Text segment:

= Beginning of Section =

Charges: the charges payable by the Customer for the supply of the Reports in accordance with Clause 5.
Conditions: these terms and conditions as amended from time to time in accordance with Clause 10.11.
Confidential Information: has the meaning given in Clause 6.3.
Contract: the contract between Plimsoll and the Customer for the supply of Reports in accordance with these Conditions.
Customer: the person or organisation who purchases Reports from Plimsoll as specified in the Order.
Customer Default: has the meaning given in Clause 4.2.
Customer Obligations: has the meaning given in Clause 4.1.
Intellectual Property Rights: all patents, copyright and related rights, trade marks, service marks, trade, business and domain names, rights in trade dress or get-up, rights in goodwill or to sue for passing off, unfair competition rights, rights in designs, rights in computer software, database right, moral rights, rights in confidential information (including know-how and trade secrets) and any other intellectual property rights, in each case whether registered or unregistered and including all applications for and renewals or extensions of such rights, and all similar or equivalent rights or forms of protection in any part of the world.
Order: the Customer's order for one or more Reports made in accordance with Clause 2.1.
Permitted Purpose: use of the Reports strictly for the Customer’s own internal business purposes only.
Plimsoll: Plimsoll Publishing Ltd, a limited company registered in England & Wales, Company Number: 2102017, VAT number: GB 441571072 and whose registered office and trading address is Scotswood House, Thornaby Place, Stockton on Tees, TS17 6SB.
Plimsoll Website: the website operated by Plimsoll at domain name www.plimsollworld.com and/or any other or replacement domain names used from time to time by Plimsoll in respect of sale of the Reports.
Report: any one or more reports supplied by Plimsoll to the Customer as set out in the Order.

= End of Section =

Records to process:
= Beginning of Section =

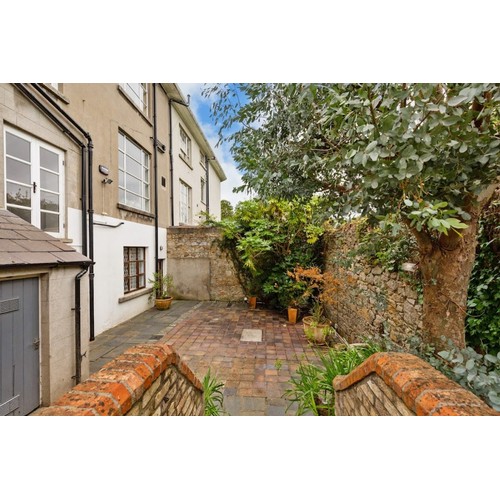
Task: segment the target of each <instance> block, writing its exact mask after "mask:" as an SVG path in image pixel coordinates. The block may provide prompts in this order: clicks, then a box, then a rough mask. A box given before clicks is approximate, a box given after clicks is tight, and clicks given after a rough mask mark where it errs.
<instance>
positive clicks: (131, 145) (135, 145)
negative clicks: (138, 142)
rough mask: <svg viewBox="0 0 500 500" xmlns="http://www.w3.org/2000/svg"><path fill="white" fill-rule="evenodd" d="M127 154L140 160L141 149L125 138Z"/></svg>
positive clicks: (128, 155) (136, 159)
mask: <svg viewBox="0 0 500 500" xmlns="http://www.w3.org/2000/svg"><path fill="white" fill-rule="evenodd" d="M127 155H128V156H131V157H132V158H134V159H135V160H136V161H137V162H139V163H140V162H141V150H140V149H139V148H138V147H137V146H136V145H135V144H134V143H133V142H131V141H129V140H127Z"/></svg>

= End of Section =
= Beginning of Section =

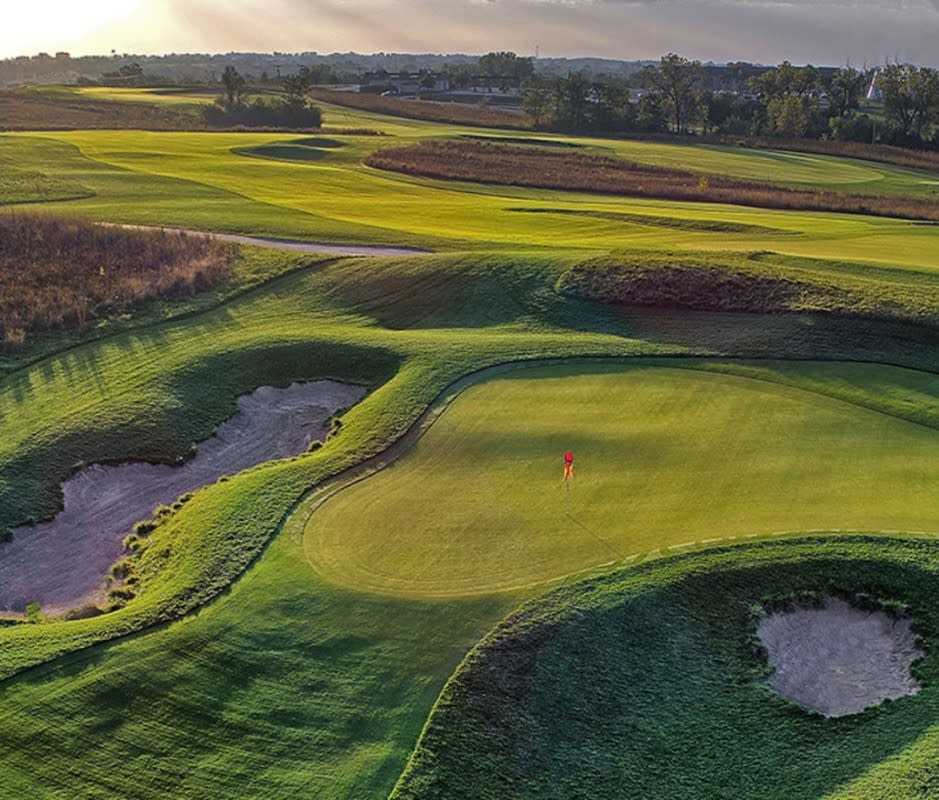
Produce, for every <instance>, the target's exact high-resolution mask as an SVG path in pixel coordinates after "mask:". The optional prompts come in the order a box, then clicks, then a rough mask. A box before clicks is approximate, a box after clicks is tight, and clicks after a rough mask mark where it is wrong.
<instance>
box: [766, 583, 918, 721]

= End of Section =
= Beginning of Section =

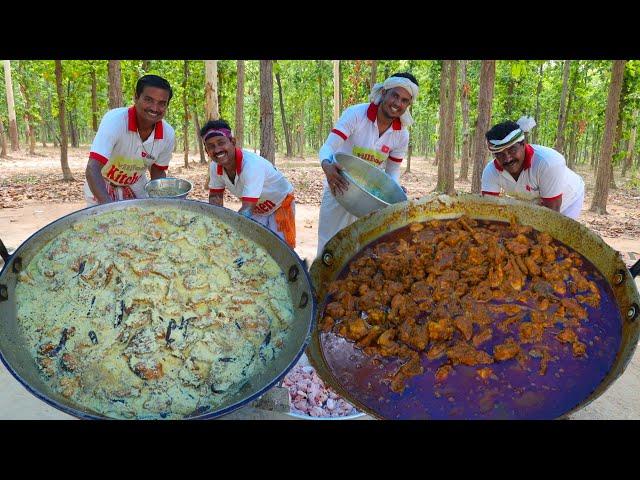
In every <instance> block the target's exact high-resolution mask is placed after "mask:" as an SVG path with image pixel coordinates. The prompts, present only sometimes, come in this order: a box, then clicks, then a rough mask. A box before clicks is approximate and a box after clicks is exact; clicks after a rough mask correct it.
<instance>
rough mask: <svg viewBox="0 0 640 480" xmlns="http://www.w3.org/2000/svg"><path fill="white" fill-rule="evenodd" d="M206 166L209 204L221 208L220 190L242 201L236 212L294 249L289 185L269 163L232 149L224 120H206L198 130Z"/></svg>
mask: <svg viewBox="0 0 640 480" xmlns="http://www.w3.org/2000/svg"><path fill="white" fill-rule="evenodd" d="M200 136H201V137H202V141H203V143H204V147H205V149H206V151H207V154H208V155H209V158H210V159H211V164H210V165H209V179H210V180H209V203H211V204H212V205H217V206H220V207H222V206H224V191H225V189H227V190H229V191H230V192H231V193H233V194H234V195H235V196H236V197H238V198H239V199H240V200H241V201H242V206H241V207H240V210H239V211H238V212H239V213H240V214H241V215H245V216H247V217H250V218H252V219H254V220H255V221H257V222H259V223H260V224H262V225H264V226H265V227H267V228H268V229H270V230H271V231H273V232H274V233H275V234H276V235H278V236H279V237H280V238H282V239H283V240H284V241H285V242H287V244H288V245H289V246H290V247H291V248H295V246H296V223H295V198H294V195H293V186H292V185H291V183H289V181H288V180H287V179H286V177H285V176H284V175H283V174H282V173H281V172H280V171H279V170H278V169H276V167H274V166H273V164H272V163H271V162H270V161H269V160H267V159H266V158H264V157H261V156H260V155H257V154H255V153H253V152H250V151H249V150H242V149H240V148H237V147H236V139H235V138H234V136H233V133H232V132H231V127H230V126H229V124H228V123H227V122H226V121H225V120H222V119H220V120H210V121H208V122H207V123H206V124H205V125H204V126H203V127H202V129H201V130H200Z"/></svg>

= End of Section =

Questions:
**1)** Why does the term "Confidential Information" have no definition of its own in the contract definitions? Answer in one to three sentences.
**2)** Please print the lines of the entries starting at the line that contains "Produce, for every" and stopping after the line that contains "box: [766, 583, 918, 721]".
The contract definitions and the entries have no connection to each other.

Written answers:
**1)** The contract definitions state that the term "has the meaning given in Clause 6.3." Its meaning is set out in that clause rather than in this list.

**2)**
Produce, for every <instance>, the target's exact high-resolution mask as an SVG path in pixel coordinates after "mask:". The optional prompts come in the order a box, then clicks, then a rough mask. A box before clicks is approximate, a box after clicks is tight, and clicks after a rough mask mark where it is wrong.
<instance>
box: [766, 583, 918, 721]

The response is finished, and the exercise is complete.